* _DOCUMENT EXTRACT_
■ ■ ■ ■ ■ ■ ■

In the illustrated embodiment, the cooling system output flow passage 54 is fluidly coupled to the heating system 24. Accordingly, the cooling system output flow passage 54 is configured to receive chilled air 52 from the cooling system 22 and to provide the chilled air 52 to the heating system 24. The heating system may include a heater core, which receives hot coolant from the engine of the work vehicle. As the air flows through the heater core, the temperature of the air increases, thereby establishing a heated airflow 68 (e.g., heating system output airflow). The heated airflow 68 flows through a heating system output flow passage 70 to the cab 16 of the work vehicle. While a heater core is described above, it should be appreciated that the heating system may include any other suitable heating system/device to heat the airflow into the cab (e.g., an electric heater, etc.). Furthermore, the heating system 24 may be selectively deactivated, such that the airflow from the cooling system may flow through the heating system without being heated. Accordingly, the chilled air from the cooling system may remain cool as the airflow passes through the heating system. In certain embodiments, the heating system may be omitted, or the heating system may flow air into the cab of the work vehicle independently of the cooling system (e.g., the heating system and the cooling system may flow air into the cab via independent flow passages).

■ ■ ■ ■ ■ ■ ■

* _DATA SECTION_
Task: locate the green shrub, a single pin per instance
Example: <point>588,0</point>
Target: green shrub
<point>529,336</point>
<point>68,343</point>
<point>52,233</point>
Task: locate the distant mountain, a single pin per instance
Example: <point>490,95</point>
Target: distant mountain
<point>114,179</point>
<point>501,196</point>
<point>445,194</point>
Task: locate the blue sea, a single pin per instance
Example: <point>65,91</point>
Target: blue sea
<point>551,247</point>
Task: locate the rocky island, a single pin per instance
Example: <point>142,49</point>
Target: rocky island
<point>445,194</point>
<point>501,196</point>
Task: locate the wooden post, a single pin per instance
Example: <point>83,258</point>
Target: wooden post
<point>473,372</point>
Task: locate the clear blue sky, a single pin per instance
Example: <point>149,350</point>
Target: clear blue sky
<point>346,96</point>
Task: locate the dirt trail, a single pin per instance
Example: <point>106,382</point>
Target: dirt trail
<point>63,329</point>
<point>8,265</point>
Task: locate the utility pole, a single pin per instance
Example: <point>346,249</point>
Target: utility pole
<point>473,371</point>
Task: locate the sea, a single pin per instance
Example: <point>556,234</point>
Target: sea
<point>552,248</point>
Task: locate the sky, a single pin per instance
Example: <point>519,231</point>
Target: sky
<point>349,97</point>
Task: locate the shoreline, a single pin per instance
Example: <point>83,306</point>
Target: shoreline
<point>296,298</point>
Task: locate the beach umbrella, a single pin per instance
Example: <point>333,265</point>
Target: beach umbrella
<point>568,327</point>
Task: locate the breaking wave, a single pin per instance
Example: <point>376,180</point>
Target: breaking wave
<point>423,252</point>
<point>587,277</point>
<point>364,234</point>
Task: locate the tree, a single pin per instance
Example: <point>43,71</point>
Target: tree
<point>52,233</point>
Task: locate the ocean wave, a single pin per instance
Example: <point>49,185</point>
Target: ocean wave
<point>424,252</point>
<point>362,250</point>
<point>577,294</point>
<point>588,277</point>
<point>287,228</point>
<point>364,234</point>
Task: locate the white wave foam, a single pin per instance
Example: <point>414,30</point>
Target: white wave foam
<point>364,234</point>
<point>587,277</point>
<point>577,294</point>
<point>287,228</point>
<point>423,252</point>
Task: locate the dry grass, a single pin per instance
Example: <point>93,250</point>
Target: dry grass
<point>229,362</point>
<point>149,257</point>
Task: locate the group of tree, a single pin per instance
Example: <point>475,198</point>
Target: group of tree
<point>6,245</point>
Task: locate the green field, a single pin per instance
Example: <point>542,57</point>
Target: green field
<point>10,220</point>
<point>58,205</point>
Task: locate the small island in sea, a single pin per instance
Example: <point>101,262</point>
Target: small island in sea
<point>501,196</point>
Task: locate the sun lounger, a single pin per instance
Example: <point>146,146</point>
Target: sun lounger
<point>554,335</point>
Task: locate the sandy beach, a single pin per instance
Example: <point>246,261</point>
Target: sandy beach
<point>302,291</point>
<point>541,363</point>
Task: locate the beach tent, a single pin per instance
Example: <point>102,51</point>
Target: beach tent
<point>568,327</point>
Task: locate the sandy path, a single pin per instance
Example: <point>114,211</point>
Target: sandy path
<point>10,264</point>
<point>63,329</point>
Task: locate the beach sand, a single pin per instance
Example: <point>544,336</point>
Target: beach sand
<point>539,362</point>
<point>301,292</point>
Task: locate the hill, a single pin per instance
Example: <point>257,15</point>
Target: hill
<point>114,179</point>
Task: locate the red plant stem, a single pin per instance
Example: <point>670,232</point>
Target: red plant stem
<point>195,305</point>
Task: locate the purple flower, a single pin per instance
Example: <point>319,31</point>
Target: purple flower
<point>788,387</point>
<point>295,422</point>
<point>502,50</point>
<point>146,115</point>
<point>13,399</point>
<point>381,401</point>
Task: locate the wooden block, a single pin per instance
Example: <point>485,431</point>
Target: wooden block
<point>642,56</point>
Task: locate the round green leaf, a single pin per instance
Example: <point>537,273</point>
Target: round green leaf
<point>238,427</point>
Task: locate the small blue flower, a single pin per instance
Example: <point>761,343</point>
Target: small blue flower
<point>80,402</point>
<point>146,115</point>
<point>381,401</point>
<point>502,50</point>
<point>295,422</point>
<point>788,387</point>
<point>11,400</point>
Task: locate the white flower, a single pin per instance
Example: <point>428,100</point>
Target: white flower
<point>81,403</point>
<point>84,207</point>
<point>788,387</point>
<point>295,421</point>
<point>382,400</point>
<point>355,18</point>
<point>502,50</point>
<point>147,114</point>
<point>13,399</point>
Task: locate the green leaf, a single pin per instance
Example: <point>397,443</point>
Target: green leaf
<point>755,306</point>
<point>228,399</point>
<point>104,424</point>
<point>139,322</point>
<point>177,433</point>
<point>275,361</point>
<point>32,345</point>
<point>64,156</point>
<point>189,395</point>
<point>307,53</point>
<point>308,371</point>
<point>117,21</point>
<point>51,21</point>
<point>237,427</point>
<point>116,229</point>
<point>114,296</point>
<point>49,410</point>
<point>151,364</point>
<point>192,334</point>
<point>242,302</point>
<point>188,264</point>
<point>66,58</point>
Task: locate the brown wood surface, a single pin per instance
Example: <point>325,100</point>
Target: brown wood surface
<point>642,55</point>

■ ■ ■ ■ ■ ■ ■

* _DIRECTIVE 1_
In the cab heating and cooling text above, what does the heater core receive from the engine of the work vehicle?
* _DIRECTIVE 2_
Go on with the cab heating and cooling text above, picking up after its last sentence.

* _TASK OUTPUT 1_
Hot coolant.

* _TASK OUTPUT 2_
The airflow control system 26 also includes a cooling system bypass flow passage 72 configured to receive the airflow 48 from the blower 20 and to direct an airflow 74 (e.g., blower output airflow, cooling system bypass airflow) toward the cab 16 of the work vehicle while bypassing the cooling system 22. In the illustrated embodiment, a first end 76 of the cooling system bypass flow passage 72 is fluidly coupled to the cooling system input flow passage 50, and a second end 78 of the cooling system bypass flow passage 72 is fluidly coupled to the cooling system output flow passage 54 downstream from the cooling system output valve 56. Accordingly, the cooling system bypass flow passage 72 is configured to flow air from the blower 20 to the heating system 24 while bypassing the cooling system 22. In certain embodiments, the first end of the cooling system bypass flow passage may be directly fluidly coupled to the blower or to another flow passage that receives the airflow from the blower. Furthermore, in certain embodiments, the second end of the cooling system bypass flow passage may be directly fluidly coupled to the heating system or to another flow passage that provides an airflow to the heating system. In embodiments in which the heating system is omitted or the heating system and the cooling system flow air into the cab via independent flow passages, the second end of the cooling system bypass flow passage may be directly fluidly coupled to the cab or to another flow passage that provides an airflow to the cab.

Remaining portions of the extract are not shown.